- [REQUIREMENT] The answer should hold exactly the lines of the entries below from the one containing "Target: yellow runway marking" through the last line, both included.

- [EXERCISE DATA]

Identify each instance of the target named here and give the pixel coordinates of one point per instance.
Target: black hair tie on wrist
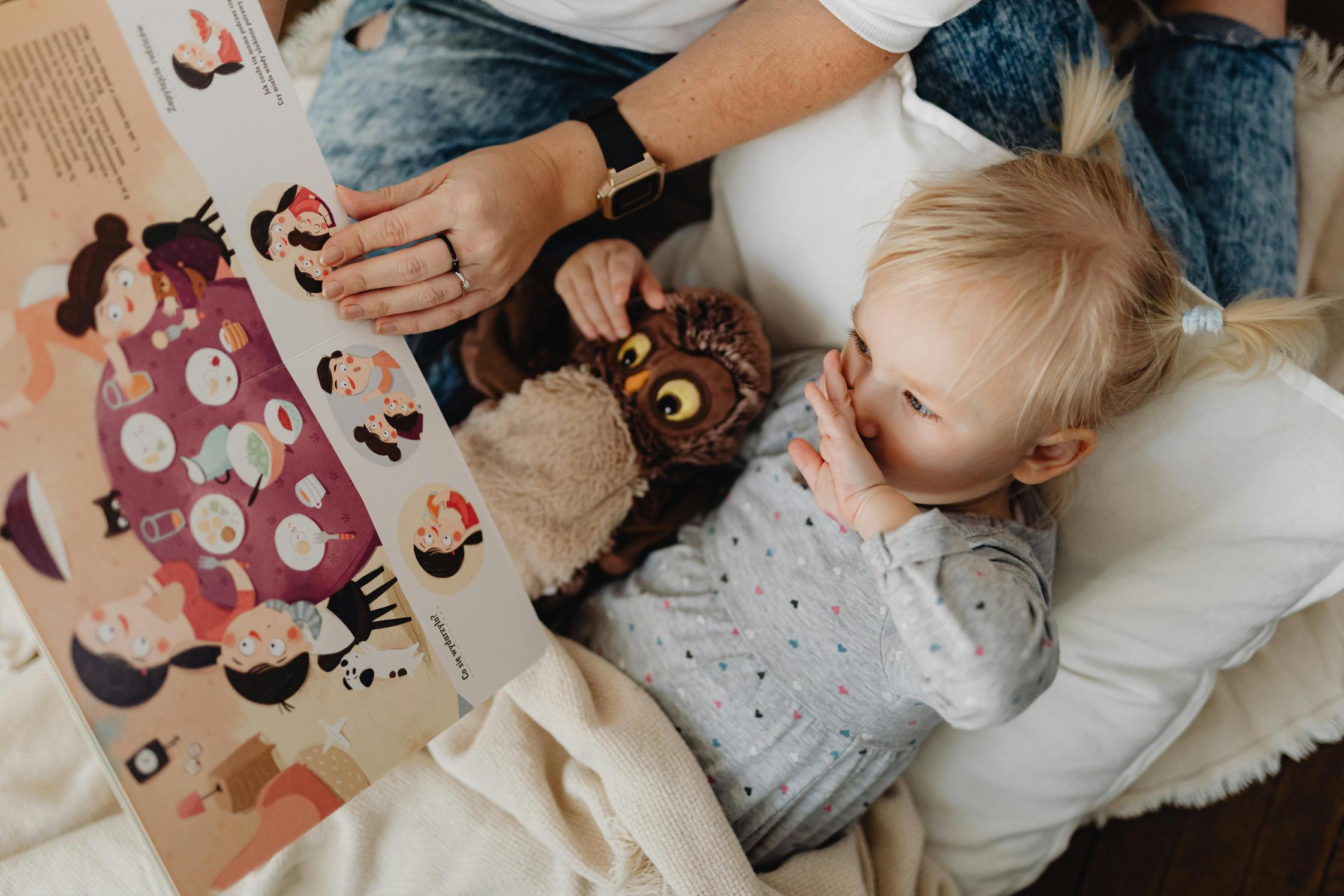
(450, 251)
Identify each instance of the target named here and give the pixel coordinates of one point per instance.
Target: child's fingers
(828, 418)
(651, 289)
(807, 460)
(837, 389)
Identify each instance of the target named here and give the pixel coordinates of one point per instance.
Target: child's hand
(846, 483)
(596, 285)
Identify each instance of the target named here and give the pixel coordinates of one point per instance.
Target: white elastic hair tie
(1202, 318)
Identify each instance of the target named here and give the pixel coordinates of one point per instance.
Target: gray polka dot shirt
(804, 667)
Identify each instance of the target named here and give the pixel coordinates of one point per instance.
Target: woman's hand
(596, 285)
(846, 481)
(497, 205)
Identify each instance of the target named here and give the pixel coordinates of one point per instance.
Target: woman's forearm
(764, 66)
(275, 13)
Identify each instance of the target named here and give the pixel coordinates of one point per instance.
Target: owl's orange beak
(635, 383)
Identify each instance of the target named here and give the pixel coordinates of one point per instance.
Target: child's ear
(1056, 455)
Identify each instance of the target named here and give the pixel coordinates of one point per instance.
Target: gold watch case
(631, 188)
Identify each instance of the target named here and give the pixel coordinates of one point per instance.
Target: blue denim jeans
(1208, 140)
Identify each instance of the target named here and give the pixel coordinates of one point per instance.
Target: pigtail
(1090, 98)
(1258, 333)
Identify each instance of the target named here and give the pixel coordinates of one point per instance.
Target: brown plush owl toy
(565, 460)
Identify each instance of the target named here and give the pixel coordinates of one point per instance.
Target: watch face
(636, 195)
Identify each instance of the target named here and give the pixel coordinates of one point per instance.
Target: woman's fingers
(408, 223)
(411, 265)
(401, 300)
(651, 289)
(366, 203)
(565, 288)
(440, 316)
(617, 324)
(621, 267)
(587, 296)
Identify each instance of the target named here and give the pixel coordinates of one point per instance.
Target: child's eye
(919, 407)
(859, 343)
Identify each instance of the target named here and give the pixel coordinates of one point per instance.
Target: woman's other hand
(596, 284)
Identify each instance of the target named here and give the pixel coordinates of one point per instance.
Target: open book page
(238, 524)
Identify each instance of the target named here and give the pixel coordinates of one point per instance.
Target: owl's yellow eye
(678, 401)
(635, 350)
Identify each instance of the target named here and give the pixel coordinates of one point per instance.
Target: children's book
(238, 524)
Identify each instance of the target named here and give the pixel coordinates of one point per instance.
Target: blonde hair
(1092, 289)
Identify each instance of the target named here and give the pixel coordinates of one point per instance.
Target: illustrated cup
(233, 336)
(309, 492)
(211, 462)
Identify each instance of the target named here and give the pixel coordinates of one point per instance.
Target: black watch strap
(620, 147)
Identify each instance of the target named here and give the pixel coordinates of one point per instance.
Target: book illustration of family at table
(213, 467)
(289, 226)
(123, 649)
(369, 394)
(109, 294)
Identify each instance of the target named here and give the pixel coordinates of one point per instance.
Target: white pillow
(1199, 523)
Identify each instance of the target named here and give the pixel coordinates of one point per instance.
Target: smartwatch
(633, 178)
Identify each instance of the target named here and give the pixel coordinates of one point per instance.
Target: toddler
(883, 562)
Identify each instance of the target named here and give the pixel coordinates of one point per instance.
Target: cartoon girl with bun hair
(197, 62)
(113, 290)
(300, 221)
(449, 533)
(380, 437)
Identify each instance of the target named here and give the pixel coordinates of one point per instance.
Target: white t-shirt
(668, 26)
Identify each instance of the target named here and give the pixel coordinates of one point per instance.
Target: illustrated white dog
(366, 663)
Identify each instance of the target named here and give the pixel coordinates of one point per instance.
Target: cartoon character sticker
(441, 538)
(211, 52)
(289, 226)
(367, 391)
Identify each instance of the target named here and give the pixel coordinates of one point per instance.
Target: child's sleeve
(973, 618)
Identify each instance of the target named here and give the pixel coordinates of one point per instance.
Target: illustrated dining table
(215, 455)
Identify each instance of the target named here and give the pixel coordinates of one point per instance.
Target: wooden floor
(1284, 837)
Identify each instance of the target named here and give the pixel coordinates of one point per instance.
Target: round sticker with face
(289, 226)
(369, 394)
(441, 538)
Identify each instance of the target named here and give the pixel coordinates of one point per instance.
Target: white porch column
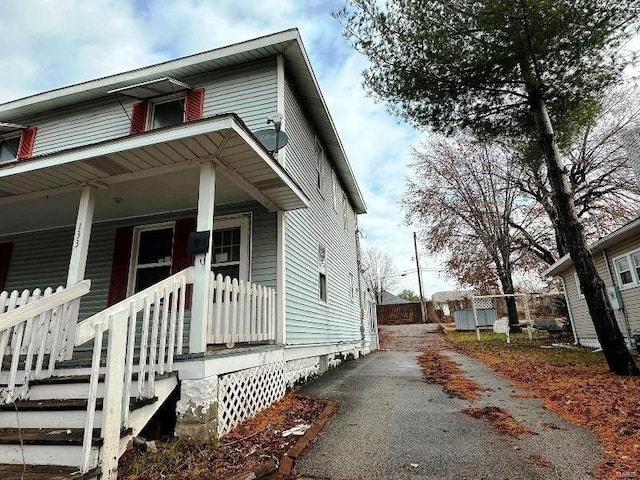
(78, 261)
(202, 265)
(281, 283)
(80, 246)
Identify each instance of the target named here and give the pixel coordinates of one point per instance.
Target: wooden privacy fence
(399, 313)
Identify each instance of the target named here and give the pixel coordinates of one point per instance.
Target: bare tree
(466, 201)
(606, 194)
(379, 272)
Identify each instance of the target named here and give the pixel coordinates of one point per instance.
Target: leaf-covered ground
(256, 445)
(575, 384)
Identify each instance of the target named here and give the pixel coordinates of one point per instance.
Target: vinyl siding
(308, 320)
(585, 330)
(630, 296)
(41, 259)
(249, 91)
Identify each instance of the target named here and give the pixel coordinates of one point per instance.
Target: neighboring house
(450, 300)
(617, 259)
(102, 186)
(389, 298)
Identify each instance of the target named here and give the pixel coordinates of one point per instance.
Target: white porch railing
(162, 306)
(35, 324)
(241, 312)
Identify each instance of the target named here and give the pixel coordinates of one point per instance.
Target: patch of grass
(440, 370)
(500, 420)
(532, 351)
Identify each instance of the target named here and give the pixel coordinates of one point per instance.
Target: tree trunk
(571, 236)
(512, 311)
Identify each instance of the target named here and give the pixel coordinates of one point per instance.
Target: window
(578, 286)
(9, 148)
(351, 291)
(335, 189)
(323, 287)
(230, 247)
(319, 167)
(153, 246)
(167, 113)
(322, 273)
(628, 269)
(345, 218)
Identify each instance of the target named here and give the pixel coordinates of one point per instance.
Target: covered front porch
(150, 192)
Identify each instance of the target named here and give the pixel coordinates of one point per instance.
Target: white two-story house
(180, 249)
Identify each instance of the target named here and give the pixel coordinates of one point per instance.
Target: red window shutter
(5, 255)
(180, 259)
(120, 265)
(139, 118)
(28, 140)
(194, 105)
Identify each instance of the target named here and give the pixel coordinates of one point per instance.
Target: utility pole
(423, 310)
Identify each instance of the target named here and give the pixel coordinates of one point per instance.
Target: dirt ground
(256, 445)
(573, 383)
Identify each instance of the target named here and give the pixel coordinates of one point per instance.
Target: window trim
(242, 221)
(151, 107)
(133, 261)
(351, 286)
(633, 270)
(336, 190)
(578, 287)
(5, 139)
(345, 217)
(322, 272)
(320, 160)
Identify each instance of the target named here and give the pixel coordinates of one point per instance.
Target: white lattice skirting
(301, 368)
(243, 394)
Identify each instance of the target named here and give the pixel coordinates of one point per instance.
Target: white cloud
(67, 41)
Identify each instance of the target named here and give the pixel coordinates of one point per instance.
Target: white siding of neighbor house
(308, 319)
(41, 259)
(585, 330)
(249, 91)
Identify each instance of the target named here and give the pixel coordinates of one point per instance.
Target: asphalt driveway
(392, 425)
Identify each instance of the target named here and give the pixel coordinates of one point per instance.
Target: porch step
(46, 436)
(44, 472)
(64, 413)
(46, 446)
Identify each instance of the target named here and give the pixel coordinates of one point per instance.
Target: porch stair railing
(35, 328)
(163, 309)
(241, 312)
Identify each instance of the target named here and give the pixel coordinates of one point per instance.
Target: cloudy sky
(54, 43)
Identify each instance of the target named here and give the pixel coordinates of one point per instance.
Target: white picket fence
(240, 312)
(162, 306)
(35, 328)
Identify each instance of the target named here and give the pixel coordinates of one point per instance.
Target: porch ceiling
(223, 139)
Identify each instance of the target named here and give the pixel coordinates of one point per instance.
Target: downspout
(627, 325)
(576, 340)
(359, 270)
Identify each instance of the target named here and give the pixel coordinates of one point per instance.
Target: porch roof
(223, 139)
(287, 43)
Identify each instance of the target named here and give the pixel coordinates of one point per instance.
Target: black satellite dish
(272, 140)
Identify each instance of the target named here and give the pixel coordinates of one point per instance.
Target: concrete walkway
(392, 425)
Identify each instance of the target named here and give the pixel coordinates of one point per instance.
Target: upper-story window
(628, 269)
(167, 113)
(9, 148)
(335, 189)
(16, 142)
(319, 166)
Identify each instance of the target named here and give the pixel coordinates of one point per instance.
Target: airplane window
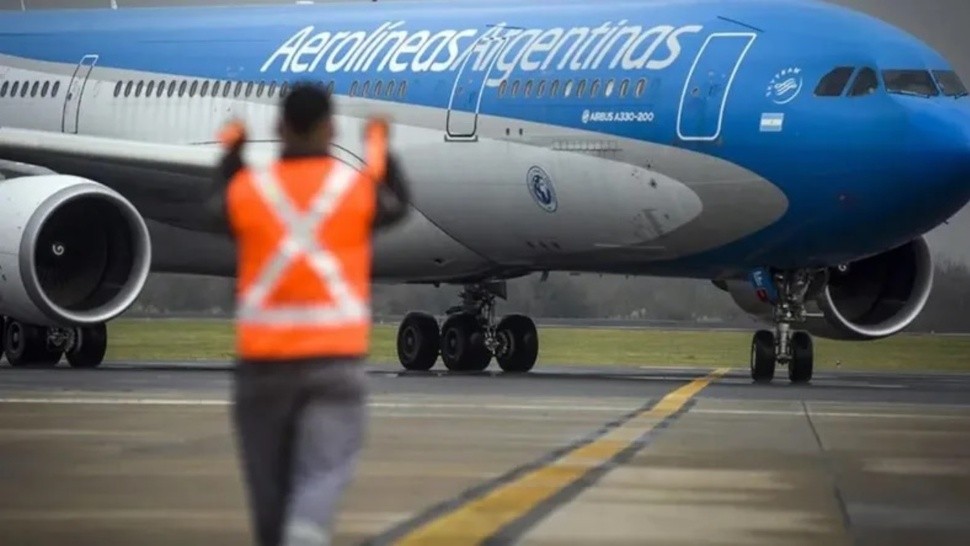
(833, 83)
(950, 83)
(865, 83)
(910, 82)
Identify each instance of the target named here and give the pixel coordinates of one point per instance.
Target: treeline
(563, 296)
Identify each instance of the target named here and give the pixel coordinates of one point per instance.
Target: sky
(942, 24)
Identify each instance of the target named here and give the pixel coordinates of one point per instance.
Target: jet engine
(72, 251)
(873, 298)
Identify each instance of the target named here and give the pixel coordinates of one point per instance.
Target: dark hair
(305, 106)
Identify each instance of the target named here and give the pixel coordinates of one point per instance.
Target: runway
(143, 454)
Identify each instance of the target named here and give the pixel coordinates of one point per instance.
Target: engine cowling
(72, 251)
(870, 299)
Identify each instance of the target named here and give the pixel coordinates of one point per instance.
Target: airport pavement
(143, 454)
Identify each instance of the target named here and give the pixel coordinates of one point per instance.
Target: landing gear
(518, 344)
(88, 346)
(785, 346)
(417, 342)
(27, 345)
(469, 337)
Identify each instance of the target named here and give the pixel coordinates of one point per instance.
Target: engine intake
(873, 298)
(877, 297)
(74, 252)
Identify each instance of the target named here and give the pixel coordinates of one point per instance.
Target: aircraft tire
(763, 357)
(463, 344)
(26, 346)
(90, 348)
(418, 342)
(519, 341)
(803, 356)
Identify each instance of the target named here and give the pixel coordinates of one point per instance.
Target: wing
(165, 182)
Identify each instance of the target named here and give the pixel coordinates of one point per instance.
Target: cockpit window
(834, 82)
(950, 83)
(866, 83)
(910, 82)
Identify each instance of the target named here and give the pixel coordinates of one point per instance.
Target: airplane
(792, 152)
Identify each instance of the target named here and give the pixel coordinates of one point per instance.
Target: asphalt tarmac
(144, 454)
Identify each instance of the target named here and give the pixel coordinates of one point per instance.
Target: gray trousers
(300, 428)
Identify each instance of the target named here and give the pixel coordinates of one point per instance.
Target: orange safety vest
(303, 237)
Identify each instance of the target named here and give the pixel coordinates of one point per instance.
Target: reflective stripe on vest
(300, 240)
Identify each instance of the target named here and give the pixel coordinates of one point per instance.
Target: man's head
(305, 122)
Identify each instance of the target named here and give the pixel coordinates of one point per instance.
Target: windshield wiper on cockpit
(911, 93)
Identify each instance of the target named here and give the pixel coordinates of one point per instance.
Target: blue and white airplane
(790, 151)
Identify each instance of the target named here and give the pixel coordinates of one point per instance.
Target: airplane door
(469, 87)
(702, 104)
(75, 90)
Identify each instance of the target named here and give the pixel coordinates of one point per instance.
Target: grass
(208, 340)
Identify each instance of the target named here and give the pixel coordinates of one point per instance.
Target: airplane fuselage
(627, 137)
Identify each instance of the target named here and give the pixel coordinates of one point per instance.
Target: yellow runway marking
(479, 519)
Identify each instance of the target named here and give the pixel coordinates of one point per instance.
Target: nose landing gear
(785, 346)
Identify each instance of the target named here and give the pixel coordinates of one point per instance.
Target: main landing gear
(30, 346)
(469, 337)
(785, 346)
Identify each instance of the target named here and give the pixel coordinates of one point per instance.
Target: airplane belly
(515, 203)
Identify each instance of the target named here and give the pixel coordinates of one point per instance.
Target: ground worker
(303, 229)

- [EXPECTED ANSWER]
Target: yellow runway marking
(479, 519)
Identify each instance of the target named here and give the pixel coordinates of one point per instance.
Target: nose landing gear
(785, 346)
Identify each instance of the target named here and give the pixel coordinates of one point per instance.
Target: main landing gear
(30, 346)
(469, 337)
(785, 346)
Identify each instance of the target named here and give the pixel coordinates of one point per instance.
Target: airplane belly
(515, 203)
Identify each instance of the target named here and give the pixel coordinates of one point per instance.
Target: ground worker
(303, 229)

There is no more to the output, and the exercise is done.